§ **Problems to work on**:
a – Do these statements agree with the interview with Alessio? (i) Alessio's office is in Lugano, Switzerland. (ii) Alessio spends most of his working time in the office. (iii) Alessio always meant to follow in his father's steps.
b – Can you give the stretch of the interview with Alessio from "How did you" through "the concepts remains." again, with "father" swapped for "uncle"?
c – How might the interview with Alessio, the metal scrap trader, go on from where it stops?

§ **Document**:
***
Interviewing Alessio

After high school I found myself puzzled about what I wanted to do or study. Only thing I knew for sure was that I wanted to travel. I applied for a work and travel visa for Australia and spent an amazing year there. Towards to the end of my stay I met Alessio. Over the years we have met up several times and always in different countries. Alessio is from Italy.

What is your job title?

That is a good question. I’m always in trouble when somebody asks me what my job is. I guess I could say that I’m a trader, more specifically a metal scrap trader, or in many cases an agent. I try to be in touch with as many scrap yards, steelworks and foundries around the world as I can. When I see that somewhere there is a high demand of an alloy and I know where it can be sourced, I try to make a business out of it. Sometimes I buy and sell a relatively small quantity with a margin, sometimes I sell in account of big companies in bigger quantities and take a commission for my work.

Where do you work?

My office is in Lugano, Switzerland, but nothing really happens there beside lots of phone calls and emails. My clients at the moment are mainly in Germany, Italy and India, but this can also change fast depending on the market.
Less than 50% of my time is in the office. More often I visit clients, go to conferences and try to do some networking, and sometimes, I admit it, take the liberty to work from places I like 🙂

How did you get in to the line of work?

It was my father to bring me into this business. I had no intention to follow his steps, until I tried and was really surprised to find out how much I liked it. The new possibilities of communication and travel, along with my personal work style, surely changed a lot the kind of work I do now, but most of the concepts remains.

Did you feel lucky landing your job?

I like to work in general. I think that I would be happy in many other lines of work. My luck was that I had a teacher with true intentions of letting me learn all the tricks and not trying to hide them from me. Plus I’m very happy to have done some friends on the way whom I can trust.
***
(Photo object pointing records)
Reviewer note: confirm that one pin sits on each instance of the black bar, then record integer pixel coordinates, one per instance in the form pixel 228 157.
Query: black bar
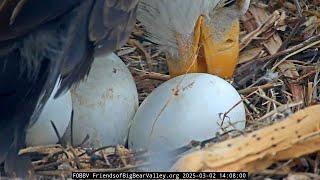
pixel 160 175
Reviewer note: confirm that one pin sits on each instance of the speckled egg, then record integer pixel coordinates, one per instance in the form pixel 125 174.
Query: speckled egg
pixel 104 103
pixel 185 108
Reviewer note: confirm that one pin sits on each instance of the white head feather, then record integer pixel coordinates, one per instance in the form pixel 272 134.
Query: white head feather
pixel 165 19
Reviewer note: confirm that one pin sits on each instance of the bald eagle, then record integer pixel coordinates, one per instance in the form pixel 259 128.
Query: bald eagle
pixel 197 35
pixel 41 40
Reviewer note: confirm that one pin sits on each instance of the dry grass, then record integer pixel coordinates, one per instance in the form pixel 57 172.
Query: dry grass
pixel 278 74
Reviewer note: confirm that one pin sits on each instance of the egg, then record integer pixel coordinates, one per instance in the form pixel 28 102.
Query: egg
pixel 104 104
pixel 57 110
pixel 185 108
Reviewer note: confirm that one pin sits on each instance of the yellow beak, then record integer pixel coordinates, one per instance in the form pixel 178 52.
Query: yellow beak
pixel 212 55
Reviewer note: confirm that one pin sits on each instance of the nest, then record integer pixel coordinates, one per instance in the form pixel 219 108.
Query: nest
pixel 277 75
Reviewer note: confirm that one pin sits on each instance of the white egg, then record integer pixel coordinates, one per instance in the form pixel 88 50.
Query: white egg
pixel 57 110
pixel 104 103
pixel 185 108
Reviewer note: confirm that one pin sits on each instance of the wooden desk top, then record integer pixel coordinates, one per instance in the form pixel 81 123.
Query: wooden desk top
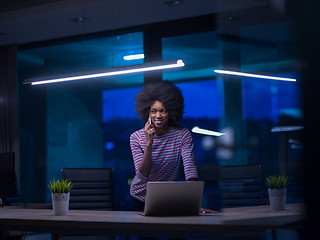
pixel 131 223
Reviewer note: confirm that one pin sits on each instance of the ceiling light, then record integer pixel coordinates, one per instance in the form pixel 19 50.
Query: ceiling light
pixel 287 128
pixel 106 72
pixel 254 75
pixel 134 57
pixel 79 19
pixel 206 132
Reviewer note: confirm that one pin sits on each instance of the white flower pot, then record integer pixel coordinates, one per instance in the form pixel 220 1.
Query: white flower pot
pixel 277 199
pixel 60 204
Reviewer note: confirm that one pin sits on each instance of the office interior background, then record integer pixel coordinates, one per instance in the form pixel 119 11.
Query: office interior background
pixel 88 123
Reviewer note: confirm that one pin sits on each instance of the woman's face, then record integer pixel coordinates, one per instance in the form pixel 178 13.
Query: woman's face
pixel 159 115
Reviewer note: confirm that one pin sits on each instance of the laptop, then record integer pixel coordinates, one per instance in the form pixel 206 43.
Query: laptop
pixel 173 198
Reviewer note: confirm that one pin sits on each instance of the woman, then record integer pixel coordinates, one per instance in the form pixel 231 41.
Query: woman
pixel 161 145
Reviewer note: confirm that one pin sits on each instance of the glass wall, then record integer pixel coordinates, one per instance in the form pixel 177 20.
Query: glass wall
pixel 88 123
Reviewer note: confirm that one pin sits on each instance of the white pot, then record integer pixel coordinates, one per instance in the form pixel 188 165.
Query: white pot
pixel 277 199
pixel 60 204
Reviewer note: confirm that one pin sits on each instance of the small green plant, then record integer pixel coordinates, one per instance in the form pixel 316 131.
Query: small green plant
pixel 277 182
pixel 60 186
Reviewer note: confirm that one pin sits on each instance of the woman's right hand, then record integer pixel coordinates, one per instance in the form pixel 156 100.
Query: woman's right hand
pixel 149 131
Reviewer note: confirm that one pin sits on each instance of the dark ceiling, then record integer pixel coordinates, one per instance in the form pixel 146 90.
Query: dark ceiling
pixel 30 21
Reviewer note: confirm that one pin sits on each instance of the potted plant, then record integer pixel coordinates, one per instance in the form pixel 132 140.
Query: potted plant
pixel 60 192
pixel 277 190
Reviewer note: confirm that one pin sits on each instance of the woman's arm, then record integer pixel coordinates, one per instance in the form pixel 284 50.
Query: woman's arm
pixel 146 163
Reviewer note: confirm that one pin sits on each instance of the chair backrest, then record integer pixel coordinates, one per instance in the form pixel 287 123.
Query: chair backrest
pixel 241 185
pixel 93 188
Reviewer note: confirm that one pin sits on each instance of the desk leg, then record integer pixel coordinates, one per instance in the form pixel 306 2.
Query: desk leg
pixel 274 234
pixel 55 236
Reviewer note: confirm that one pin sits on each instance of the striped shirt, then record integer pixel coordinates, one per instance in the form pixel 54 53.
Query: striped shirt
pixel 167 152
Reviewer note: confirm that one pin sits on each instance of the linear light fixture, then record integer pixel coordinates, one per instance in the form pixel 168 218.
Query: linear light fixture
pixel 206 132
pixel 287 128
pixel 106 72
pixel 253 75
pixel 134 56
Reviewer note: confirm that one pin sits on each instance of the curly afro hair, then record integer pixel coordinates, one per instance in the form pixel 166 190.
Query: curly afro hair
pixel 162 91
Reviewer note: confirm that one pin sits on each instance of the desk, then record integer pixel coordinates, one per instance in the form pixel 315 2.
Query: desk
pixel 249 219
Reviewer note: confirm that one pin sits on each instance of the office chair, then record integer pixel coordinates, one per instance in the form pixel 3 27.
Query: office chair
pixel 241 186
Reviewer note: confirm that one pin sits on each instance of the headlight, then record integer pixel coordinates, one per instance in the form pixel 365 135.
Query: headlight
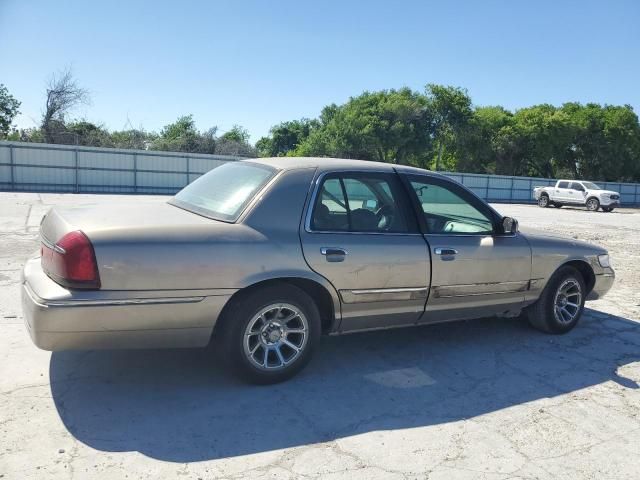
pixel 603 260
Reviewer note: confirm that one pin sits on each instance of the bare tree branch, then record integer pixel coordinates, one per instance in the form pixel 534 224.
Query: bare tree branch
***
§ **The replies**:
a –
(i) Yes: "My office is in Lugano, Switzerland"
(ii) No: "Less than 50% of my time is in the office."
(iii) No: "I had no intention to follow his steps"

b –
How did you get in to the line of work?

It was my uncle to bring me into this business. I had no intention to follow his steps, until I tried and was really surprised to find out how much I liked it. The new possibilities of communication and travel, along with my personal work style, surely changed a lot the kind of work I do now, but most of the concepts remains.

c –
What qualifications are needed?

Languages are a big help, especially English and in my very specific case I take advantage of German.
Besides that, everything can be learned on the way. The only requirement is lots of good will, the intention of dedicating lots of time and energy to it (sometime I abuse this), and the knowledge that sometimes lessons that have to be learned can be very hard (or costly).

Are you striven by the work you do or your paycheck?

I work in recycling, I help steelworks reducing CO2 emissions by using scraps instead of minerals, I believe in the need of moving resources where they are most needed and I see many good effects of my work. I also like to keep my clients happy and help them with their needs, as with time, most of them become friends. The paycheck is the demonstration of a good work, but surely also the main reason to put such effort in what I do.

Does your work match your expectations?

I try not to have expectations. I surely can do more and will try to take opportunities to be more efficient and work better. On the other hand I can’t complain with what I reached so far.

Describe a basic day at work. Does it vary day by day?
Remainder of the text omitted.